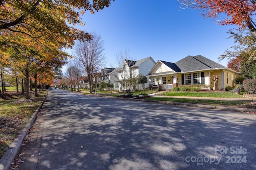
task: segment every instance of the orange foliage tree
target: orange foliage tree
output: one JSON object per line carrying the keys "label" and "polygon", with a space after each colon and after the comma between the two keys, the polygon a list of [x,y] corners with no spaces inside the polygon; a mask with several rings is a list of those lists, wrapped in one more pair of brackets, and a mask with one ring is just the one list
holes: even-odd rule
{"label": "orange foliage tree", "polygon": [[[253,21],[256,11],[254,0],[178,0],[184,9],[200,9],[205,17],[212,18],[220,25],[233,24],[241,29],[248,28],[256,37],[256,25]],[[226,16],[220,18],[222,14]]]}
{"label": "orange foliage tree", "polygon": [[240,72],[242,57],[238,56],[235,58],[232,59],[228,63],[227,67],[238,72]]}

——————————

■ **What to work on**
Please reproduce all of the data above character for character, but leave out the pictures.

■ **Completed exercise**
task: segment every instance of the orange foliage tree
target: orange foliage tree
output: one JSON object per line carrying the keys "label" and "polygon", with a space after each colon and after the comma between the two keys, the polygon a list of [x,y] corners with no spaces inside the polygon; a mask with several rings is a list of those lists, wrapped in one more pair of brackets, and a mask with one ring is just the one list
holes: even-odd rule
{"label": "orange foliage tree", "polygon": [[[253,21],[256,11],[254,0],[178,0],[184,9],[200,9],[205,17],[212,18],[220,25],[233,24],[241,29],[248,28],[256,37],[256,25]],[[226,16],[220,18],[222,14]]]}
{"label": "orange foliage tree", "polygon": [[240,72],[242,57],[238,56],[235,58],[232,59],[228,63],[227,67],[238,72]]}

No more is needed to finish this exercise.